EXERCISE PROMPT = Continue the article below on the Harvard study that compared OpenAI o1 with physicians, starting right after its last sentence.

EXTRACTED TEXT =
Study Finds AI Outperforms Doctors in Emergency Diagnoses - But There Is a Catch

Doctors were one job profile many predicted to stay unaffected by the Artificial Intelligence takeover. But a new Harvard study suggests otherwise.

For a study titled "Performance of a large language model on the reasoning tasks of a physician," researchers evaluated medical reasoning abilities of OpenAI o1, an updated large language model across six diverse experiments, comparing the model with hundreds of expert physicians. They found that at least in the case of high-pressure emergency medicine triage, the models outperformed human doctors, diagnosing more accurately in the potentially life and death moments when people are first rushed to hospital.

In an experiment done in an emergency room of a Boston hospital, o1 outperformed GPT-4o, and two attending physicians at three diagnostic touchpoints: ER triage, ER physician and admission to the medical floor or ICU. Its advantage was strongest at the very first stage, when there is very little information and quick decisions are needed.

In another experiment, they tested the AI using a well-known set of challenging medical case studies that have been used since the 1950s to evaluate how doctors think through diagnoses.

The results showed that the AI included the correct illness in its list of possible diagnoses in about 78% of cases. Its first guess was correct in more than half the cases (52%). When answers that were "potentially helpful or very close diagnoses" were considered, the AI's accuracy rose to 97.9%.

In addition to identifying illnesses, the AI was tested on suggesting followup patient care, including choosing the right medical test. It selected the correct test in 87.5% of cases, and in another 11%, its suggestion was good enough to be considered helpful.

In simulated patient cases, the OpenAI o1 got a perfect score in 78 out of 80 cases, "significantly outperforming GPT- 4 (47/80), attending physicians (28/80), and resident physicians (16/72).

INFORMATION PROVIDED =
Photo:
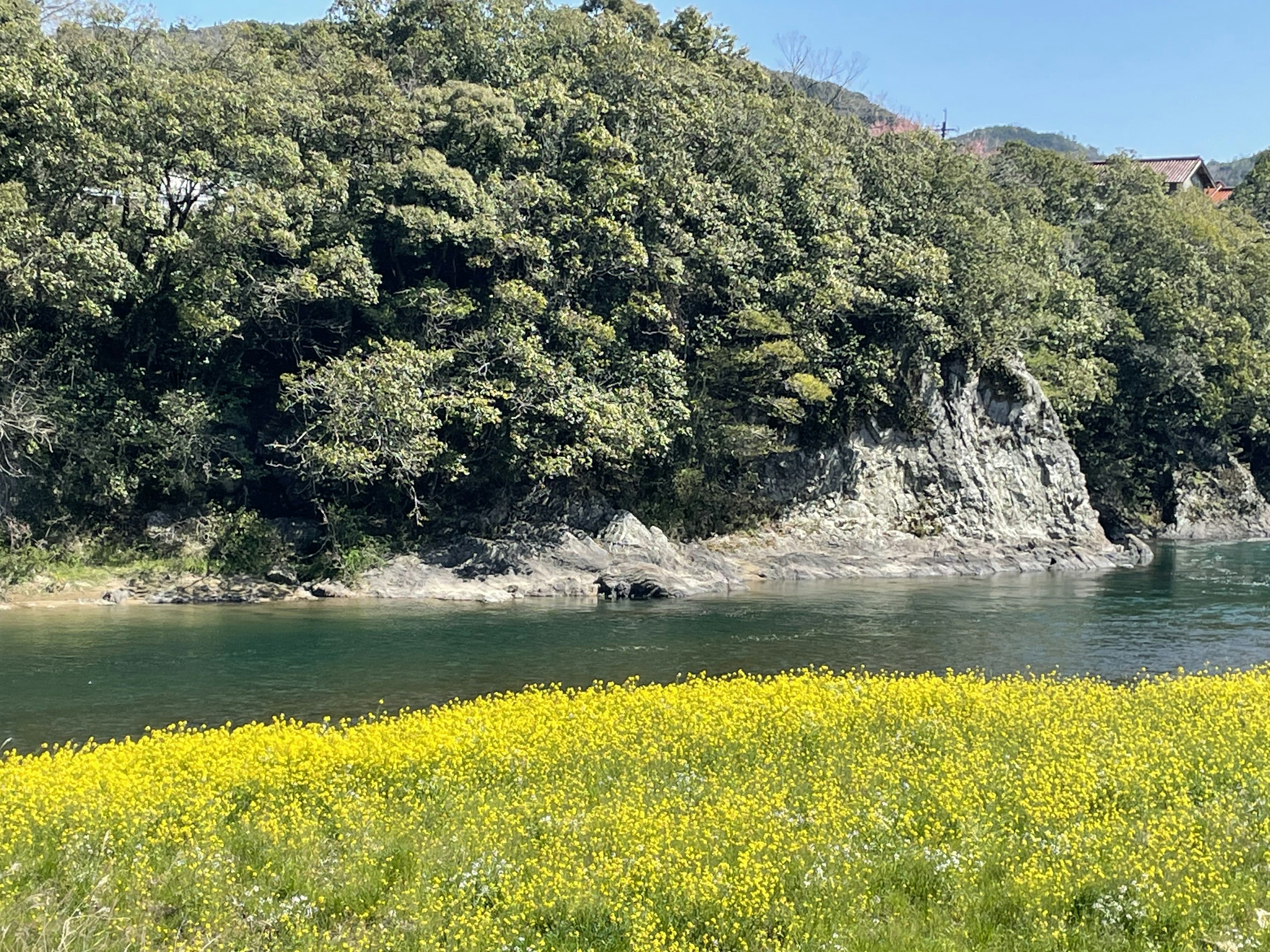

REPLY =
Assistance - not replacement of human doctors

Although at first glance this sounds groundbreaking - there is a catch. The tests were entirely text- based, which means as of now, even the most advanced model can only be relied upon as a second opinion. Real-life clinical medicine is "multifaceted and awash with non-text inputs," the study notes, emphasizing that auditory inputs - such as the patient's level of distress or visual inputs -such as interpretation of medical imaging studies, were not tested on the model.

"The integration of AI into emergency care should be approached with clarity. It is a tool that can enhance clinical practice when used appropriately. It cannot function as a substitute for the physician at the bedside, says Dr Nayan Sriramula, Head of Emergency Medicine & Trauma,Medicover Hospitals.

"The real challenge lies in using technology to strengthen systems without diluting the role of clinical judgement. In Indian emergency departments, where unpredictability is constant, the ability to make timely and context-sensitive decisions remains essential," Dr Nayan added.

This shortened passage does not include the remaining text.